TASK: The full listing, minus its pictures, should be printed again exactly as it stands.

THE RECORDS:
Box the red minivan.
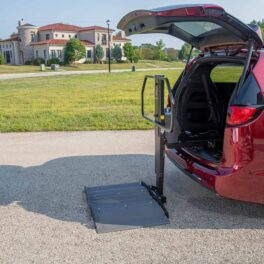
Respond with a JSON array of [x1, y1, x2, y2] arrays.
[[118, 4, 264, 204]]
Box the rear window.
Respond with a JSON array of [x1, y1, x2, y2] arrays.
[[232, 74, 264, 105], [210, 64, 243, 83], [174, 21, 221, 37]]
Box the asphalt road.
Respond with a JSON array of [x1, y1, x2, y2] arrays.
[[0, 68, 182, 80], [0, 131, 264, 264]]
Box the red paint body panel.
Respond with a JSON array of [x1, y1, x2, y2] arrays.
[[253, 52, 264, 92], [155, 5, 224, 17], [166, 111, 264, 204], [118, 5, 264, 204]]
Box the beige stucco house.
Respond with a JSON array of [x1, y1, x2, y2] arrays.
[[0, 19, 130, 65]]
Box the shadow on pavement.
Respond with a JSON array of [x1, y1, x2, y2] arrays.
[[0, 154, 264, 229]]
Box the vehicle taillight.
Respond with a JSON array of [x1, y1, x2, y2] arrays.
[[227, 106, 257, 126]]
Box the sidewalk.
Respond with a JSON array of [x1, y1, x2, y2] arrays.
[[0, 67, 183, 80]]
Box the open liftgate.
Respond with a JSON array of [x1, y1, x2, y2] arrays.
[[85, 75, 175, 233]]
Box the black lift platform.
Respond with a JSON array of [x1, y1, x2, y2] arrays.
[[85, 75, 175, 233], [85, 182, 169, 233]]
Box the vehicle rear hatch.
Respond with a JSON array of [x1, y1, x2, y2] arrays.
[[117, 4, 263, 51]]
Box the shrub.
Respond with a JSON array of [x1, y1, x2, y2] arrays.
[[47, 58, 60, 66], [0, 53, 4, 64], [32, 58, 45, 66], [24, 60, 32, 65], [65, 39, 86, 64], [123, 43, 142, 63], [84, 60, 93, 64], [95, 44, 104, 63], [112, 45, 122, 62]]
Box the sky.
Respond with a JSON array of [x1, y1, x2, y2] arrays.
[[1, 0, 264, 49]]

WRITTEN SOLUTION:
Box the red minivan.
Respond with a JSON array of [x1, y1, x2, y2] arrays.
[[118, 4, 264, 204]]
Box the rear window.
Respond with a JSON array of [x1, y1, x2, y2] arrays.
[[232, 74, 264, 105], [210, 64, 243, 83], [174, 21, 221, 37]]
Box the asphalt road.
Respond with a JSON array of [x1, y1, x2, y2] arrays.
[[0, 68, 182, 80], [0, 131, 264, 264]]
Box the red paint body panel.
Respond with a JSON array of [x1, y1, x2, y2] arrays.
[[253, 52, 264, 92], [155, 5, 224, 17], [166, 111, 264, 204], [118, 5, 264, 204]]
Box the beige stucco house.
Respond with a JSON array of [x1, y1, x2, y2] arrays.
[[0, 19, 130, 65]]
Box the shadow on pavement.
Respond with a JSON array of [x1, y1, x2, y2] arrays.
[[0, 154, 264, 229]]
Box the vehicle taillight.
Respond with a JSON array of [x1, y1, x2, y2] arrays.
[[227, 106, 257, 126]]
Box the sidewalk.
Respond with a JSON array of [x1, y1, x2, y2] arrays.
[[0, 67, 183, 80]]
Box the open liftgate.
Respond with a JSON array of [x1, y1, x2, y2] arrays.
[[85, 75, 175, 233]]
Box the black lift platform.
Respond with a JSON array of [x1, y1, x2, y2] arrays.
[[85, 75, 175, 233], [85, 182, 169, 233]]
Box the vehicle rear hatch.
Respond with a JSON array of [x1, y1, x2, y2] arrays.
[[117, 4, 263, 51]]
Box the shrub.
Respond with a JSON array of [x1, y1, x2, y2] arrays.
[[47, 58, 60, 66], [0, 53, 4, 64], [32, 58, 45, 66], [24, 60, 32, 65], [65, 39, 86, 64], [123, 43, 142, 63], [84, 60, 93, 64], [95, 44, 104, 63], [112, 45, 122, 62]]
Box the sky.
Respond with a JSON array of [x1, y1, x2, y2] arrays.
[[1, 0, 264, 49]]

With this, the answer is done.